I vecchi edifici funzionano meglio… a volte.
Molti vecchi edifici hanno esattamente questo approccio “passivo” semplicemente perché non potevano fare altrimenti. In un’epoca in cui l’energia era costosa (o semplicemente non disponibile) e il trasporto era difficile, gli edifici erano naturalmente più raggruppati insieme nei centri urbani. La loro forma e l’orientamento sfruttavano la luce naturale, e in genere presentavano finestre più piccole e ben posizionate, e muri portanti con una maggiore massa termica. Le semplici e robuste forme di questi edifici permettevano configurazioni molteplici. Infatti, molti degli edifici urbani più richiesti oggi sono in realtà progetti di riuso di edifici molto più antichi. I risultati di questo approccio passivo si riflettono in un buon rendimento energetico. Mentre il 7 World Trade Center di New York ha ottenuto in realtà un punteggio inferiore a 75 su 100 (il minimo richiesto per la città di New York), i vecchi edifici nella città che sono stati equipaggiati con le stesse efficienti tecnologie di riscaldamento, raffreddamento e illuminazione, se la sono cavata molto meglio: l’Empire State Building ha ottenuto un punteggio di 80, il Chrysler Building ha ottenuto 84. Ma il solo fatto di essere vecchio non è chiaramente un criterio di successo. L’edificio MetLife/PanAm del 1963 (Walter Gropius e Pietro Belluschi), ormai vecchio di mezzo secolo, ha segnato un triste 39. Un’altra icona di metà del secolo, la Lever House (Skidmore, Owings & Merrill, 1952), ha segnato 20. La performance peggiore di tutte è stata del famoso Seagram Building di Ludwig Mies Van der Rohe, costruito nel 1958. Il suo punteggio è stato un sorprendentemente e basso 3. Qual è il problema di questi edifici? Come il precedente articolo del New York Times aveva osservato, hanno molte parti con ampie facciate e superfici vetrate, spazi profondi su larga scala e altre limitazioni. Ad un livello fondamentale, come possiamo capire dalla teoria della resilienza, mancano molti vantaggi resilienti cruciali nei tipi edilizi più vecchi. E’ probabile che ci sia qualcosa inerente alla tipologia di edificio in sé che è non-resliente. Il linguaggio formale in sé potrebbe essere un problema innato - cosa che, ragionando per sistemi, non si può risolvere con integrazioni e aggiunte “verdi”.

★ ★ ★ ★ ★ ★ ★

*Requisiti dell'esercizio*
Prosegui il testo qui sopra sul rendimento energetico dei vecchi edifici, partendo subito dopo la sua ultima frase.

★ ★ ★ ★ ★ ★ ★

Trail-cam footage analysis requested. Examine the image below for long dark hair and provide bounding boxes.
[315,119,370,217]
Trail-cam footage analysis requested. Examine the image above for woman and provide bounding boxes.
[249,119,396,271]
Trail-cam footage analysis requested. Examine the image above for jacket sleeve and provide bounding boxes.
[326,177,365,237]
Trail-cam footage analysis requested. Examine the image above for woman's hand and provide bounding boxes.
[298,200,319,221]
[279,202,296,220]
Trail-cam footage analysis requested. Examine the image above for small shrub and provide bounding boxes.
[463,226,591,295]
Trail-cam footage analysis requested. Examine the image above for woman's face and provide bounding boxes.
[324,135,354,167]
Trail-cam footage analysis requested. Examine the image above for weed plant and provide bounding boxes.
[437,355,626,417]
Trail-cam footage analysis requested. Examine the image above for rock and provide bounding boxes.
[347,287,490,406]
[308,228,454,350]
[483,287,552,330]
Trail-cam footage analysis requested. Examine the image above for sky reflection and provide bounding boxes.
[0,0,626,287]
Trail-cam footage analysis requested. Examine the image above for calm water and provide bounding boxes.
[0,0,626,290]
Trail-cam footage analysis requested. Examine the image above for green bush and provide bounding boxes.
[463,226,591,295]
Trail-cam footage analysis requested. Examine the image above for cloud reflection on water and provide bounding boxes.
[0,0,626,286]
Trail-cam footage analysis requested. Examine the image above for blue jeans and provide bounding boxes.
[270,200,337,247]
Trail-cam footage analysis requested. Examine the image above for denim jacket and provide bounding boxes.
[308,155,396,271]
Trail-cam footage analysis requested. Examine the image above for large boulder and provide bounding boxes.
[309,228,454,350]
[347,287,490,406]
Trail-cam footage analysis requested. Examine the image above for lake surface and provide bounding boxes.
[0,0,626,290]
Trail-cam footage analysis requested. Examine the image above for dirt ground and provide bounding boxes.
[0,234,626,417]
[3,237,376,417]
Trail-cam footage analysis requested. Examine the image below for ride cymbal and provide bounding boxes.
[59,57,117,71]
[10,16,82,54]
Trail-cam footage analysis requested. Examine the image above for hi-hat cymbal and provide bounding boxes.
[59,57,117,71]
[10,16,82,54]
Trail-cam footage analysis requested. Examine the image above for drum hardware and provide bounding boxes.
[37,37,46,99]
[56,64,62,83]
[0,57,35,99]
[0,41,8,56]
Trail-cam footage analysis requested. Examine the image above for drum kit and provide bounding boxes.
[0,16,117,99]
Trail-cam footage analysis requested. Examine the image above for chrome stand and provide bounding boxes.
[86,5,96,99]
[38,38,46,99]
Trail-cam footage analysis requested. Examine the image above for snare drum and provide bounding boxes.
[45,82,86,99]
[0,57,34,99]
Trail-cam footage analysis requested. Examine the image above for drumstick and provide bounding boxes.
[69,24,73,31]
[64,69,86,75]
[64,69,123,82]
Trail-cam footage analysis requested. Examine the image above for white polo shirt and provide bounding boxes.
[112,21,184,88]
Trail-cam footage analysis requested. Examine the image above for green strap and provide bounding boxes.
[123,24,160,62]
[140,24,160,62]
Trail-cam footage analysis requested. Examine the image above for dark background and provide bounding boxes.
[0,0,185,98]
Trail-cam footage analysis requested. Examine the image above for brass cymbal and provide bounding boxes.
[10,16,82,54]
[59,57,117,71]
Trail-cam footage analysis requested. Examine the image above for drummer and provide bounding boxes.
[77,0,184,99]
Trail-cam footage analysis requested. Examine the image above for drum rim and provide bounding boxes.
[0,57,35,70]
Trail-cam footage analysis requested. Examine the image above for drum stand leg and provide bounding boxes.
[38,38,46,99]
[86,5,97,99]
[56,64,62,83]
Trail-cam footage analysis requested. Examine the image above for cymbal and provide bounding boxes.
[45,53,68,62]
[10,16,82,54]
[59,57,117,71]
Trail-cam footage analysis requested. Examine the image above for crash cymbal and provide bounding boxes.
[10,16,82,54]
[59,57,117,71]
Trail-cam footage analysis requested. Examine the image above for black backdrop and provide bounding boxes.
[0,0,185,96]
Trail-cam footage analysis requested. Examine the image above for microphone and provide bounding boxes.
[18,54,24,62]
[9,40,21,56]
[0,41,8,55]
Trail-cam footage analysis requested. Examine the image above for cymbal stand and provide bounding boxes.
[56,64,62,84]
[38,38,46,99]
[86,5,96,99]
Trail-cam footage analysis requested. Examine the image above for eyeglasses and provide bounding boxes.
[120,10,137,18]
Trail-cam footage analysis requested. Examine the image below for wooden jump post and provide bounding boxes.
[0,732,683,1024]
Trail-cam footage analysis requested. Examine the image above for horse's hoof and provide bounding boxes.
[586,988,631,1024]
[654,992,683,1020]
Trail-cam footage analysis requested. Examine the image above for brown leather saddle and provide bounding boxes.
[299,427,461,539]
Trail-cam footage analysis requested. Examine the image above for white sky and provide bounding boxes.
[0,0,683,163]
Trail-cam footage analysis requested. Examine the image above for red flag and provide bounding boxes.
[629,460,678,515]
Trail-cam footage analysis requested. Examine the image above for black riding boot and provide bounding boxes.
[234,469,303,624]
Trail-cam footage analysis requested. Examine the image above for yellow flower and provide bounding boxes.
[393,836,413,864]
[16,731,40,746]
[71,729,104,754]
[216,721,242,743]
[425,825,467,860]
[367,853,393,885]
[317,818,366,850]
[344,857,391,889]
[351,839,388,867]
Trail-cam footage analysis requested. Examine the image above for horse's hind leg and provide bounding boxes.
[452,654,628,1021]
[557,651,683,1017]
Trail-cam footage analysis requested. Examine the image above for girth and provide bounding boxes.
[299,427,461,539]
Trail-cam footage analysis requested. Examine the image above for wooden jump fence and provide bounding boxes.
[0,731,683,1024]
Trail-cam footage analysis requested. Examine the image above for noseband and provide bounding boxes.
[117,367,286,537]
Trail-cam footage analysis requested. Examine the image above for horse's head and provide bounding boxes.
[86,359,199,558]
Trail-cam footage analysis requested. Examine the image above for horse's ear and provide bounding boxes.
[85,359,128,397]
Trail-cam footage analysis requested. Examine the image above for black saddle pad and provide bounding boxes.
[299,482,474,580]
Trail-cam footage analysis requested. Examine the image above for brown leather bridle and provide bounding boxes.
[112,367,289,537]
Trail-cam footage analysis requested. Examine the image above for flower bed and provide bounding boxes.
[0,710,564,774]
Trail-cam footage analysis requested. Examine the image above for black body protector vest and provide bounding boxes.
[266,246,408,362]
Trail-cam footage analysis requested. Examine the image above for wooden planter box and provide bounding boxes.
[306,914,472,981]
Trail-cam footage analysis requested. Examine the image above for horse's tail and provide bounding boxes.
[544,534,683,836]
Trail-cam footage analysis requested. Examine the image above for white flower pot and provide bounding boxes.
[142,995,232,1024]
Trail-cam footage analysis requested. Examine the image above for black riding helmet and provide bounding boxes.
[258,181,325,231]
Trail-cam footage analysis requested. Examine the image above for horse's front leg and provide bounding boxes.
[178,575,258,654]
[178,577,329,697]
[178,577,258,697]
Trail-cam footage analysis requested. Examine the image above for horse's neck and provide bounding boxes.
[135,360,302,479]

★ ★ ★ ★ ★ ★ ★

*La risposta*
L’architettura dell’“età del petrolio”.
Il critico di architettura Peter Buchanan, in un recente articolo sulla rivista britannica The Architectural Review, ha attribuito la colpa di questi fallimenti allo stesso modello del progetto Modernista, e ha chiesto un “grande ripensamento” di molte delle ipotesi [moderniste] incontestate ["The Big Rethink: Farewell To Modernism - And Modernity Too " ]. Il modernismo è intrinsecamente insostenibile, ha sostenuto, perché si è evoluto all’inizio dell’era dei combustibili fossili abbondanti ed economici. Questa energia a basso costo ha alimentato il pendolarismo di fine settimana verso le prime ville Moderniste, e ha mantenuto caldi i loro grandi spazi aperti, malgrado le grandi superfici vetrate e le pareti dalle sezioni sottili. L’industria petrolchimica cominciava a creare i primi sigillanti complessi e ad alimentare la produzione di profilati estrusi. “L’architettura moderna è dunque un’architettura petrolchimica e dissipatrice di energia, possibile solo quando i combustibili fossili sono abbondanti e convenienti”, dice Buchanan. “Come le città tentacolari nelle quali si è generata, appartiene a quell’epoca calante che gli storici stanno già chiamando «l’era del petrolio»”.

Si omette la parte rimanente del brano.